# [Task prompt]
Without the pictures, restate all of the data below word for word.
+ + + + +
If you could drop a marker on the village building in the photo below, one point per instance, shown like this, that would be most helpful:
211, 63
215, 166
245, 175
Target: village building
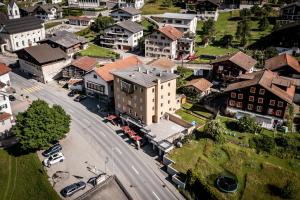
123, 35
20, 33
227, 68
262, 94
99, 82
182, 22
43, 62
126, 13
68, 42
285, 65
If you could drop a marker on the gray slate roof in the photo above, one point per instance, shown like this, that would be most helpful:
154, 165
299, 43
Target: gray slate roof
140, 76
130, 26
21, 24
44, 53
66, 39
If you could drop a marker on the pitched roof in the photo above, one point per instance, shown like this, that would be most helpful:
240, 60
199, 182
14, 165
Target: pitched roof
85, 63
200, 84
144, 76
130, 26
44, 53
281, 61
171, 32
4, 69
129, 10
241, 59
105, 71
4, 116
270, 81
163, 63
22, 24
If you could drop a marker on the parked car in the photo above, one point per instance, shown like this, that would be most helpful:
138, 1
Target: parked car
72, 189
53, 159
72, 93
80, 98
11, 97
52, 150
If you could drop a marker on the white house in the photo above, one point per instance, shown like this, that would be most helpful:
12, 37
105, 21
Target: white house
123, 35
183, 22
13, 11
42, 62
126, 13
20, 33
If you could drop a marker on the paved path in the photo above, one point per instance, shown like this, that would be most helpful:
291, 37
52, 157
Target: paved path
136, 170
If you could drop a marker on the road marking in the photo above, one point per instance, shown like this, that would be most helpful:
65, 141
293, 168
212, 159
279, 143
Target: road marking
135, 170
118, 150
156, 196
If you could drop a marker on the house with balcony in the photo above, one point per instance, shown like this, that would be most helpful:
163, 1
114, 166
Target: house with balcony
263, 94
168, 42
204, 9
290, 13
126, 13
123, 35
182, 22
227, 68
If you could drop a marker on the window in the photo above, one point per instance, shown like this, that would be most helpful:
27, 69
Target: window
259, 108
233, 95
240, 96
278, 112
250, 106
262, 91
252, 89
272, 102
251, 98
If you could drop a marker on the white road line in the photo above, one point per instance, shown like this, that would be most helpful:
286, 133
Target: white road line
156, 196
118, 150
135, 170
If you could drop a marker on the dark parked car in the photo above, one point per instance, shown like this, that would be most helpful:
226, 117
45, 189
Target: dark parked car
72, 189
54, 149
11, 97
80, 98
72, 93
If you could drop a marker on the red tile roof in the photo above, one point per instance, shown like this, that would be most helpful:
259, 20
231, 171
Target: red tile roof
85, 63
4, 116
281, 61
171, 32
104, 72
200, 84
241, 59
4, 69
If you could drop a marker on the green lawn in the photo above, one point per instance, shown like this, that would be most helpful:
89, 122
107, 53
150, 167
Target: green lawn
23, 177
155, 7
99, 52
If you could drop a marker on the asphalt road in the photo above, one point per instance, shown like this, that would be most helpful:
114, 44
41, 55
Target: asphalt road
130, 167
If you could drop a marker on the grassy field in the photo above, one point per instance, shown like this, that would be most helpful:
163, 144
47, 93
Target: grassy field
155, 7
99, 52
23, 177
255, 172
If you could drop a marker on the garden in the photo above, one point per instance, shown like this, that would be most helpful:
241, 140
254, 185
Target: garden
266, 165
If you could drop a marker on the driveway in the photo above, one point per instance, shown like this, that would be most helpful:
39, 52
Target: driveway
91, 141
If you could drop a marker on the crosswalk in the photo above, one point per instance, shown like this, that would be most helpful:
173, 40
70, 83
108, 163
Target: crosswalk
34, 88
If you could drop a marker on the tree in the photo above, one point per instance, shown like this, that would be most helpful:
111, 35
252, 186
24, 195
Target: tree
101, 23
248, 124
209, 30
41, 125
263, 23
243, 31
215, 130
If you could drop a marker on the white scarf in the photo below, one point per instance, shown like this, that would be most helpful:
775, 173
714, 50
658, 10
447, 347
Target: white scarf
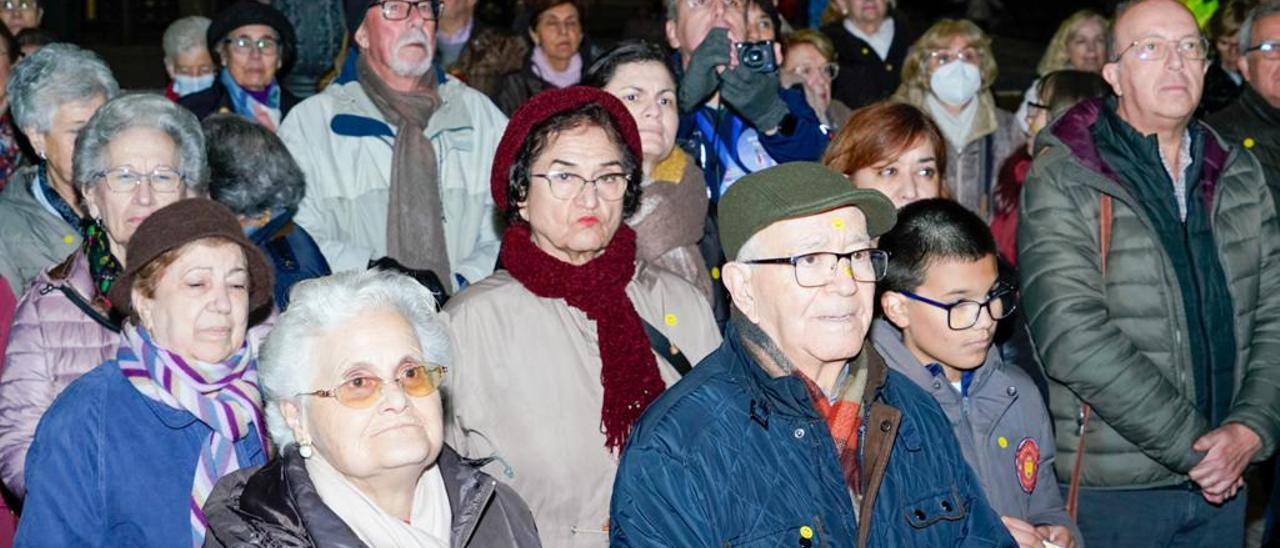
+ + + + +
# [Response to the exercise]
If you could drop a marker on the village building in the photo below, one point per instance, shown like this, that would be most helpful:
211, 63
215, 166
245, 175
Target: village building
123, 35
20, 33
227, 68
262, 94
99, 82
182, 22
43, 62
126, 13
68, 42
285, 65
If you could drop a marker on the gray slate roof in the photo above, one point per instance, shown like this, that would be most helpful:
154, 165
299, 43
Target: gray slate roof
140, 76
130, 26
21, 24
44, 53
66, 39
If you could drop a marker on the pitched roof in the photo above, one point per instance, shown like this, that would be most helpful:
240, 60
199, 182
14, 165
Target: pitched roof
85, 63
200, 84
144, 76
130, 26
44, 53
281, 61
171, 32
4, 69
129, 10
241, 59
105, 71
4, 116
270, 81
163, 63
22, 24
If you could drop a marker on the parked car in the photo above, one point per instance, shown like this, that would be most helpful:
138, 1
Target: parked car
72, 189
53, 159
72, 93
80, 98
11, 97
52, 150
If you could drop a marker on the white house in the photo above, one point per instance, shown like this, that would be most helpful:
12, 37
105, 21
Target: white house
123, 35
183, 22
13, 11
42, 62
126, 13
20, 33
If you could drop a marker on the paved path in the photo above, one point per instance, shown like this, that would be most helpful:
291, 37
52, 157
Target: paved path
136, 170
If you could drop a marker on the road marking in the photo above, one point per instance, shown like this, that would be most helpful:
65, 141
293, 168
212, 159
279, 143
Target: road marking
135, 170
118, 150
156, 196
If you could drop a marker on the house with balcony in the photo above, one point per instance, shown like this, that would be most helpful:
163, 1
114, 166
Target: house with balcony
263, 94
168, 42
204, 9
290, 13
126, 13
123, 35
182, 22
227, 68
If you could drop a marker on the window in the photo above, one point per instance, shown like this, that would be most helpful:
27, 69
Target: window
259, 108
233, 95
240, 96
278, 112
250, 106
262, 91
252, 89
272, 102
251, 98
If you could drop a marker on the white road line in the photo above, one point per instance, shown like this, that would be most helpful:
286, 133
Target: white road line
156, 196
118, 150
135, 170
If you could drop a marker on the dark parked car in the photo above, one point per instance, shown like this, that would be most helpful:
226, 117
45, 189
Target: dark parked car
72, 189
54, 149
11, 97
80, 98
72, 93
If you could drop a marker on the red tile roof in the photo above, one point per instance, shown like this, that would be most helpful:
259, 20
231, 171
Target: red tile roof
85, 63
4, 116
281, 61
171, 32
104, 72
200, 84
241, 59
4, 69
If you could drop a marker on the green lawn in the photo above, one point per instance, shown like this, that would be most helpful:
89, 122
107, 53
150, 167
Target: green lawn
23, 177
155, 7
99, 52
If you could drop a marker on the asphalt road in the photo above, one point per instance, shown like this, that would be most helpful:
114, 44
41, 55
Target: asphalt road
130, 167
If you could drop a marker on the grassy field in the photo above, one point per instance, shown like this, that would be most helpful:
163, 144
47, 93
Target: grassy field
155, 7
99, 52
23, 177
255, 172
If you could drop a marker on the garden in the photo above, one point per instance, shown like this, that would be most helpful:
241, 140
254, 185
Target: garden
266, 165
If you could drop a marker on the driveway in the photo above, one point per instance, shown like this, that would be most helpful:
39, 52
Target: driveway
91, 141
If you could drop a marker on the crosswalk in the photo above, one point per instance, shown like this, that would be most helpful:
173, 40
70, 83
108, 163
Target: crosswalk
34, 88
If you could drop a marker on the tree in the photo above, one point per instance, shown like this, that would be most helpful:
111, 35
252, 186
24, 195
Target: tree
101, 23
248, 124
209, 30
41, 125
263, 23
243, 31
215, 130
If you could drop a marker on the white scarf in the photo below, one point per instance, shown like this, that would be most helpful:
775, 173
714, 50
658, 10
447, 347
Target: white scarf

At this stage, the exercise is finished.